PASSAGE TO READ:

Blame Gerald Ford, Bill Clinton or any former president who has abused his pardon power and made it politically inconvenient for future presidents to give clemency to those who deserve it.
Blame the career prosecutors in the U.S. Department of Justice (DOJ) who get the first look at clemency applications-and are predisposed to deny them-before the president even has a chance to weigh in.
Or blame President Barack Obama directly for not taking the power to pardon as seriously as he should, as some prisoner advocates argue.
No matter where the blame lies, the fact remains that the people who need executive clemency the most are the least likely to get it, particularly from Obama.
The White House announced on December 17, 2014, that Obama had granted clemency to too few who have long deserved it. Obama pardoned just 12 people convicted of federal crimes and commuted the sentences of eight others. Of the dozen pardoned, half had been sentenced for their crimes in the 1990s. The other half had-been sentenced for their crimes at least 25 years ago, including two whose cases dated back to the 1960s.
Included among those pardoned was Albert Stork of Delta, Colorado, who was convicted of tax evasion in 1989 after he took money from his fugitive brother for the down payment on a house. As fate would have it, Stork died of brain cancer just two weeks after he was pardoned.
Roy Auvil, a 76-year-old resident of Bartonville, Illinois, was convicted in South Carolina of bootlegging 98 gallons of whiskey in 1964 and sentenced to five years' probation. But he never knew until two years ago that he was "a dang felon," as he described it, when he tried to renew his Illinois firearms owner identification card and it was rejected.

[Point localization data]
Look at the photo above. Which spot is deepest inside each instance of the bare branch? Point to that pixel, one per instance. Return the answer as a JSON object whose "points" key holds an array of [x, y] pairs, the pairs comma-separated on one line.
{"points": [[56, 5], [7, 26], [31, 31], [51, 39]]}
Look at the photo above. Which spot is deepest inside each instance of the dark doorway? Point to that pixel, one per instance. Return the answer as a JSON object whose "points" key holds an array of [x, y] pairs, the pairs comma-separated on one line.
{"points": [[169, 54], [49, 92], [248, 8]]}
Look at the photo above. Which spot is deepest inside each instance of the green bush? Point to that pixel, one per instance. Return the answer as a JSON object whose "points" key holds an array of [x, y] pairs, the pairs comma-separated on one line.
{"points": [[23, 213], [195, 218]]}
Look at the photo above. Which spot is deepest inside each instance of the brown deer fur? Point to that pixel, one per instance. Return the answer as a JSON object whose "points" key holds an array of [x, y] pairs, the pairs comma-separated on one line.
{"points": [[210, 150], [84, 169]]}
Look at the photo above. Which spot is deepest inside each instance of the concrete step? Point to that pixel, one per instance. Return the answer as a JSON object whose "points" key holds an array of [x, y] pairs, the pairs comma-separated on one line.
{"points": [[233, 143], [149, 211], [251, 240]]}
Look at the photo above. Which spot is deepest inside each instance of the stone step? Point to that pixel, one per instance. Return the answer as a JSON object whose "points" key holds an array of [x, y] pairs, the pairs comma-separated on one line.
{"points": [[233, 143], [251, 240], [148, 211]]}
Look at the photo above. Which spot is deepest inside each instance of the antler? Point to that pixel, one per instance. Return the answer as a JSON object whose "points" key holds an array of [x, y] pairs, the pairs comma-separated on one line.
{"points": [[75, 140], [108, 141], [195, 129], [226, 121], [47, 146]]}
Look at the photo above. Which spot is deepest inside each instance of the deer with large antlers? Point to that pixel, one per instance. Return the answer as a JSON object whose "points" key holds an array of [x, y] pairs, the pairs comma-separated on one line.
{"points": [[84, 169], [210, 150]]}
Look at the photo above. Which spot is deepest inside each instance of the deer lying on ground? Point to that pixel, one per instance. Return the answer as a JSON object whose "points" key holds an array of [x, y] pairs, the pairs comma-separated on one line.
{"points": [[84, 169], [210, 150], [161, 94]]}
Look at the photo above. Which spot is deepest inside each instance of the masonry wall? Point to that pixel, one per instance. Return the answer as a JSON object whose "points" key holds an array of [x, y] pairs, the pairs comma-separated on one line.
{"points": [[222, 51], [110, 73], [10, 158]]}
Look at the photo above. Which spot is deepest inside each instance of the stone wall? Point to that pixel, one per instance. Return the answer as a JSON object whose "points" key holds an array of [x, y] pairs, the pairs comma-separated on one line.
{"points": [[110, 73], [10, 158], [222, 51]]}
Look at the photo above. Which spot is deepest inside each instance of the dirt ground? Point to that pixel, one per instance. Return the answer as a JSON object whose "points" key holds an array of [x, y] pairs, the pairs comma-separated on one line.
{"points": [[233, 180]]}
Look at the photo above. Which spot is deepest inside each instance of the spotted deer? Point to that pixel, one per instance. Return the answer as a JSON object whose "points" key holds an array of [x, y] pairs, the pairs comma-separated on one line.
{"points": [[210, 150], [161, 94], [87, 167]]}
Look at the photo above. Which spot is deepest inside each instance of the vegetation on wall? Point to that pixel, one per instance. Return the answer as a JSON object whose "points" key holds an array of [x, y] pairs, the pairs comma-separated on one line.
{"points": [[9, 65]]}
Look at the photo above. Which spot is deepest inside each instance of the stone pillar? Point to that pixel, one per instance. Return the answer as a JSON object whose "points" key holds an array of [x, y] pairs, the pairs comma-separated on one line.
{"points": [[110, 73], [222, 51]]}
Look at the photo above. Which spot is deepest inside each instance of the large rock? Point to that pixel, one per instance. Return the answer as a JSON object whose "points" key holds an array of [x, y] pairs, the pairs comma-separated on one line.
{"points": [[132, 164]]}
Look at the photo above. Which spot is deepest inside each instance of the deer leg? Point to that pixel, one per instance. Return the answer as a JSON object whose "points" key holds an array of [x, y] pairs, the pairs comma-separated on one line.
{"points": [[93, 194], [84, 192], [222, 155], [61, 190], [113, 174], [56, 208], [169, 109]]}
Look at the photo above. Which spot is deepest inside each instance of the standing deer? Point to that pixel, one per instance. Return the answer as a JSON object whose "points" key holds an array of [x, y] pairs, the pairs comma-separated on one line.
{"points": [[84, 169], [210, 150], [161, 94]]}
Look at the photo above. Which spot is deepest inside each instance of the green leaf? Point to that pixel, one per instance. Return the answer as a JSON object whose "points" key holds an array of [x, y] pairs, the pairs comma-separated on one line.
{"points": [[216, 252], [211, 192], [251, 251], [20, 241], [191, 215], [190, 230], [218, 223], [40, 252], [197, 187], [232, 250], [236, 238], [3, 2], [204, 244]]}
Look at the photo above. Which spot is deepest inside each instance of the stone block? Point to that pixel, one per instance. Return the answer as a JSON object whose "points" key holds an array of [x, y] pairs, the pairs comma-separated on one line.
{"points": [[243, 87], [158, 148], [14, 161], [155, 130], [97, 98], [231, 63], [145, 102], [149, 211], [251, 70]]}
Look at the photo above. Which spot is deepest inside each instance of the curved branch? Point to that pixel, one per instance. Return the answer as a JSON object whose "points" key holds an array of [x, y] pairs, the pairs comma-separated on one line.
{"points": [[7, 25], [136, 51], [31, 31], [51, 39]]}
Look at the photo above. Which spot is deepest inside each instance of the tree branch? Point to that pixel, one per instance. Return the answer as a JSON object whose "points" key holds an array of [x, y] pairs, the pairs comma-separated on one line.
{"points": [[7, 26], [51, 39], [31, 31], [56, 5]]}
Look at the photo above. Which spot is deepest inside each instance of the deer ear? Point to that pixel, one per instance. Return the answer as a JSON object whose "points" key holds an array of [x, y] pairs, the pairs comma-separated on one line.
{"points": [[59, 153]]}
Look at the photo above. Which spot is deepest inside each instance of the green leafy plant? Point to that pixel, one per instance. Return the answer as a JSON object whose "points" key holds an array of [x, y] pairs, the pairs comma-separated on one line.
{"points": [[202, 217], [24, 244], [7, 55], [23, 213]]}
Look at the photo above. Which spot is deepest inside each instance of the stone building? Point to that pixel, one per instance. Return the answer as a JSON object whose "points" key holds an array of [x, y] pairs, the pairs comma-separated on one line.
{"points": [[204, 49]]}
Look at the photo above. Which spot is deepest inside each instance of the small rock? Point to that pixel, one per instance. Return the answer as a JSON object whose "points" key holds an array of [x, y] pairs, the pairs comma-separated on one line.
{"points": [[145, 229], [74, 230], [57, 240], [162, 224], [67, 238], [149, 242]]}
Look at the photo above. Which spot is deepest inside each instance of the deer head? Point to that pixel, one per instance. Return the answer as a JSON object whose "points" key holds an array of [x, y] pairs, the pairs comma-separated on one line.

ASSIGNED TASK A: Repeat the article on presidential clemency word for word, between "Included among those" and "he was pardoned.", inclusive.
ASSIGNED TASK B: In the article on presidential clemency, what crime was Albert Stork convicted of, and in what year?
ASSIGNED TASK C: Carry the article on presidential clemency forward, starting after its final sentence.
These items are separate material, unrelated to the article on presidential clemency.

ANSWER AREA A:
Included among those pardoned was Albert Stork of Delta, Colorado, who was convicted of tax evasion in 1989 after he took money from his fugitive brother for the down payment on a house. As fate would have it, Stork died of brain cancer just two weeks after he was pardoned.

ANSWER AREA B: He was convicted of tax evasion in 1989.

ANSWER AREA C:
Neither Auvil's prosecutor nor the judge who sentenced him more than 50 years ago objected to his pardon application. They both died in 1993 and 1999, respectively.
"I'm sure he's happy to get a pardon. He deserves a pardon. It's a relatively minor offense, and he's lived an upright life," said Sam Morison, a lawyer specializing in pardons who worked in the Clinton, Bush and early Obama administrations. "But it's not really going to transform his life."
Since 2009, Obama has granted just 64 pardons and 21 commutations. On average, according to USA Today, 23 years have passed between the sentencing date and the day Obama has granted someone a pardon or commutation, which is an all-time high. Too often, those awaiting a pardon don't receive one until later in life, or-as in Stork's case-when their death is imminent.
Critics of the executive clemency process say presidents in recent decades have either granted clemency only to their cronies or, as is the case with Obama, have become overly cautious about clemency and picked only the oldest and safest cases-such as Auvil's-in which to issue pardons and commutations.
"'Safe' is being nice. I would say almost irrelevant. The people who are being pardoned are people on Social Security," said P.S. Ruckman Jr., a political scientist who tracks clemency trends on the blog Pardon Power. "The people who need pardons are young and need to establish themselves and get a job, get a Pell grant and go to college."
Obama's total pardons since 2009 places him behind George W. Bush over the same period of time. In fact, according to Ruckman, Obama has issued fewer pardons than any president since James Garfield, who served just 199 days in office, and fewer than any two-term president since George Washington.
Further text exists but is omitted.